# Start of Information shown
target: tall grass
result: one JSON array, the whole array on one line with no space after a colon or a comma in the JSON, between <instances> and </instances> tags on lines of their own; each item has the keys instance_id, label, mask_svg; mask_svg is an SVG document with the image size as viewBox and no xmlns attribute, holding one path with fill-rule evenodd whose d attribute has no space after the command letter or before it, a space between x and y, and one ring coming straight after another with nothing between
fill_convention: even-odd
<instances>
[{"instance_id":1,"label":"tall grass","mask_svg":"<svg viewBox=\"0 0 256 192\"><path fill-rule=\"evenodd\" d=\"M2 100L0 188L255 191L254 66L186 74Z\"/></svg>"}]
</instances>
# End of Information shown
Aim of the exercise:
Convert the lines above into a Markdown table with the columns No. and Line, numbering each row and leaving out any blank lines.

Answer:
| No. | Line |
|---|---|
| 1 | target: tall grass |
| 2 | result: one JSON array, the whole array on one line with no space after a colon or a comma in the JSON, between <instances> and </instances> tags on lines of their own; each item has the keys instance_id, label, mask_svg; mask_svg is an SVG document with the image size as viewBox and no xmlns attribute, holding one path with fill-rule evenodd whose d attribute has no space after the command letter or before it, a space between x and y, and one ring coming straight after another with nothing between |
| 3 | fill_convention: even-odd |
| 4 | <instances> |
| 5 | [{"instance_id":1,"label":"tall grass","mask_svg":"<svg viewBox=\"0 0 256 192\"><path fill-rule=\"evenodd\" d=\"M2 100L0 188L255 191L254 66L186 74Z\"/></svg>"}] |
| 6 | </instances> |